A faithful, word-for-word transcription of all the data is what is needed.

-------------------------

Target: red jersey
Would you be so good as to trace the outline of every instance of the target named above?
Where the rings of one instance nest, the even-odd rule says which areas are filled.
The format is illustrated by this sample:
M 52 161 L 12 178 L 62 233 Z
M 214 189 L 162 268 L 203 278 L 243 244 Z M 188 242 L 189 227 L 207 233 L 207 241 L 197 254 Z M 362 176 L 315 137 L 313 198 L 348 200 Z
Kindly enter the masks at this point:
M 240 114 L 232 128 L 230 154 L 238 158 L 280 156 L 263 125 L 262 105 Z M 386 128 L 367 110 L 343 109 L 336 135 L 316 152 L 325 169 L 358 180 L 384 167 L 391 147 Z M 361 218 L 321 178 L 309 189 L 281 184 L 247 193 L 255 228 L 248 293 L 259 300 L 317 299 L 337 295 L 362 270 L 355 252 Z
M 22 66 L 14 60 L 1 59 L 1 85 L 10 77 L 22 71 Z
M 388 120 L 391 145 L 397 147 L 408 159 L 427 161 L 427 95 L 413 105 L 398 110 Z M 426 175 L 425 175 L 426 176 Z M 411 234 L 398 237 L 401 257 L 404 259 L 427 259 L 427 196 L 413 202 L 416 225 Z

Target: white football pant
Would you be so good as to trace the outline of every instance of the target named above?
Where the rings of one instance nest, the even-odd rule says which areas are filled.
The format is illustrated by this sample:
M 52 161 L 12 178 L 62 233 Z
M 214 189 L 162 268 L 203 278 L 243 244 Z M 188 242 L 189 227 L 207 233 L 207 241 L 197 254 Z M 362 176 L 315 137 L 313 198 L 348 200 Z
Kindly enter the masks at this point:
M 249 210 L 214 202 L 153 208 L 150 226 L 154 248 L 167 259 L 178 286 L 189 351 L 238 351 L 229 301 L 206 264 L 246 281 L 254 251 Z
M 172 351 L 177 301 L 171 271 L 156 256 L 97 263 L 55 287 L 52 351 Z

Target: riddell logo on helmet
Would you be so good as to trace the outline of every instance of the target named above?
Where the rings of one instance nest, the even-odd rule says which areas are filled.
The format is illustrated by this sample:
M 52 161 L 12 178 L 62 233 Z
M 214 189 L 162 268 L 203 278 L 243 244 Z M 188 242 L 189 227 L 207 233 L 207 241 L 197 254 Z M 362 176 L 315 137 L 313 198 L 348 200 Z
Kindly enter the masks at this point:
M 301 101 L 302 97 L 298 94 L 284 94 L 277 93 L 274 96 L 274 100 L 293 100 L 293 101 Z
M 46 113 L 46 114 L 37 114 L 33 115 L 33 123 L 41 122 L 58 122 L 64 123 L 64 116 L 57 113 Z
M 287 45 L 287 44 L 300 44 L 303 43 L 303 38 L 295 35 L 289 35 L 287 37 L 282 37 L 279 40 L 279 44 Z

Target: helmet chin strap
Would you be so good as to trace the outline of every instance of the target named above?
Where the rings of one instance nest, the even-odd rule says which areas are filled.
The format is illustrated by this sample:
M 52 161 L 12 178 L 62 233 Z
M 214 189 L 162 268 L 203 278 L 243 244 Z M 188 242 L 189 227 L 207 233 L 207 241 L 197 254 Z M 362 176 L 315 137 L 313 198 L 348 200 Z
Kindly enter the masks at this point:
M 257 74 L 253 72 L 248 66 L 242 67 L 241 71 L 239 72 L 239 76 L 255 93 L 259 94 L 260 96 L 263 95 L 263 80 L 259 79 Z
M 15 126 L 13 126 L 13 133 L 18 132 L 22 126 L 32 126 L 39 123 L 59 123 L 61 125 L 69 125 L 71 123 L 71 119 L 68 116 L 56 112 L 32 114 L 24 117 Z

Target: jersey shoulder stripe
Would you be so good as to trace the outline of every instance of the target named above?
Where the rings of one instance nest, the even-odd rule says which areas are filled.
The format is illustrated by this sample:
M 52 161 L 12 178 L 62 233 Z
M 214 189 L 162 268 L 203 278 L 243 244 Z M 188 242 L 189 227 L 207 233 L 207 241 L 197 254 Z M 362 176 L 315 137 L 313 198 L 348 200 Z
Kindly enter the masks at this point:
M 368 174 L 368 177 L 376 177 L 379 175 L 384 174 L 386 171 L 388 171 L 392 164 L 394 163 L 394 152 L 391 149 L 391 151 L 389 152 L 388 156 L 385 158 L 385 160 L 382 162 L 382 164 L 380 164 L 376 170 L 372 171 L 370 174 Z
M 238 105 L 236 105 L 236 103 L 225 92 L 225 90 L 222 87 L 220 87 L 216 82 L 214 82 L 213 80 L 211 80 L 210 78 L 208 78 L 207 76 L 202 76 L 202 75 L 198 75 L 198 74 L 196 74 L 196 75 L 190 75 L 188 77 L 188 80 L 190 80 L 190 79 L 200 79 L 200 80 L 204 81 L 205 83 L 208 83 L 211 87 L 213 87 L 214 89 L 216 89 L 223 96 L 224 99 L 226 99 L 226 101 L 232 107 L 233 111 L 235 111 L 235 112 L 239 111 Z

-------------------------

## EXERCISE RESULT
Target: red jersey
Would you be so good as to trace the outline of every instance of the target named above?
Where the rings of one instance nest, the even-odd rule says which areas are filled.
The format is illustrated by this sample:
M 52 161 L 12 178 L 62 233 Z
M 214 189 L 162 268 L 203 278 L 243 244 Z M 188 242 L 189 227 L 207 233 L 207 241 L 197 254 Z M 362 176 L 315 137 L 313 198 L 348 200 Z
Kindly enter the masks at this point:
M 240 114 L 232 128 L 230 154 L 238 158 L 280 156 L 263 125 L 262 105 Z M 386 128 L 367 110 L 343 109 L 336 135 L 316 152 L 325 169 L 358 180 L 384 167 L 391 147 Z M 361 218 L 321 178 L 309 189 L 281 184 L 247 193 L 255 228 L 248 293 L 259 300 L 317 299 L 337 295 L 362 270 L 355 252 Z
M 22 66 L 14 60 L 1 59 L 1 85 L 10 77 L 22 71 Z
M 388 120 L 391 145 L 397 147 L 408 159 L 427 161 L 427 95 L 413 105 L 398 110 Z M 426 175 L 425 175 L 426 176 Z M 411 234 L 398 237 L 401 257 L 404 259 L 427 259 L 427 196 L 413 202 L 416 225 Z

Target: white football pant
Would you be so good as to trace the outline of every instance of the target named above?
Where the rings of one instance nest, the even-odd rule says which areas are filled.
The format is illustrated by this sample:
M 52 161 L 12 178 L 62 233 Z
M 214 189 L 162 268 L 203 278 L 243 244 Z M 188 242 L 189 227 L 207 233 L 207 241 L 197 254 Z M 362 176 L 315 137 L 313 198 L 348 200 Z
Kindly enter the masks at this point:
M 249 210 L 214 202 L 153 208 L 150 226 L 154 248 L 167 259 L 178 286 L 189 351 L 238 351 L 229 301 L 206 264 L 246 281 L 254 251 Z
M 172 351 L 177 301 L 171 271 L 156 256 L 97 263 L 55 287 L 52 351 Z

Target: riddell logo on helmet
Would you be so good as to trace the outline of every instance of the target named above?
Where the rings of one instance nest, the even-odd rule says which areas are filled.
The format is illustrated by this sample:
M 52 161 L 12 178 L 62 233 Z
M 214 189 L 162 268 L 203 278 L 243 244 Z M 188 242 L 189 227 L 207 233 L 207 241 L 197 254 Z M 362 176 L 315 137 L 313 198 L 348 200 Z
Kindly enter the masks at this point:
M 301 101 L 302 97 L 298 94 L 284 94 L 277 93 L 274 96 L 274 100 L 293 100 L 293 101 Z
M 46 113 L 46 114 L 37 114 L 33 115 L 33 123 L 41 122 L 58 122 L 64 123 L 64 116 L 57 113 Z
M 287 45 L 287 44 L 300 44 L 303 43 L 303 38 L 295 35 L 289 35 L 287 37 L 282 37 L 279 40 L 279 44 Z

Target: helmet chin strap
Would you be so good as to trace the outline of every instance of the target named above?
Where the rings of one instance nest, the even-odd rule says which areas are filled.
The format is illustrated by this sample:
M 52 161 L 12 178 L 62 233 Z
M 214 189 L 162 268 L 203 278 L 243 244 Z M 188 242 L 189 227 L 207 233 L 207 241 L 197 254 Z M 362 176 L 315 137 L 313 198 L 348 200 Z
Kindly enter the masks at this point:
M 257 74 L 253 72 L 248 66 L 242 67 L 241 71 L 239 72 L 239 76 L 255 93 L 259 94 L 260 96 L 263 95 L 263 80 L 259 79 Z
M 15 126 L 13 126 L 13 133 L 18 132 L 22 126 L 32 126 L 39 123 L 59 123 L 61 125 L 69 125 L 71 123 L 71 119 L 68 116 L 56 112 L 32 114 L 24 117 Z

Target: jersey shoulder stripe
Would you be so good as to trace the outline of every instance of the target named above?
Where the rings of one instance nest, the even-odd rule says which areas are filled.
The format is illustrated by this sample:
M 52 161 L 12 178 L 62 233 Z
M 214 189 L 162 268 L 203 278 L 243 244 Z M 188 242 L 189 227 L 207 233 L 207 241 L 197 254 Z M 362 176 L 315 137 L 313 198 L 348 200 Z
Kindly enter the masks at this point:
M 368 174 L 368 177 L 376 177 L 379 175 L 384 174 L 386 171 L 388 171 L 392 164 L 394 163 L 394 152 L 391 149 L 391 151 L 389 152 L 388 156 L 385 158 L 385 160 L 382 162 L 382 164 L 380 164 L 376 170 L 372 171 L 370 174 Z
M 238 105 L 236 105 L 236 103 L 225 92 L 225 90 L 222 87 L 220 87 L 216 82 L 214 82 L 213 80 L 211 80 L 210 78 L 208 78 L 207 76 L 202 76 L 202 75 L 198 75 L 198 74 L 196 74 L 196 75 L 190 75 L 188 77 L 188 80 L 190 80 L 190 79 L 200 79 L 200 80 L 204 81 L 205 83 L 208 83 L 211 87 L 213 87 L 214 89 L 216 89 L 223 96 L 224 99 L 226 99 L 226 101 L 232 107 L 233 111 L 235 111 L 235 112 L 239 111 Z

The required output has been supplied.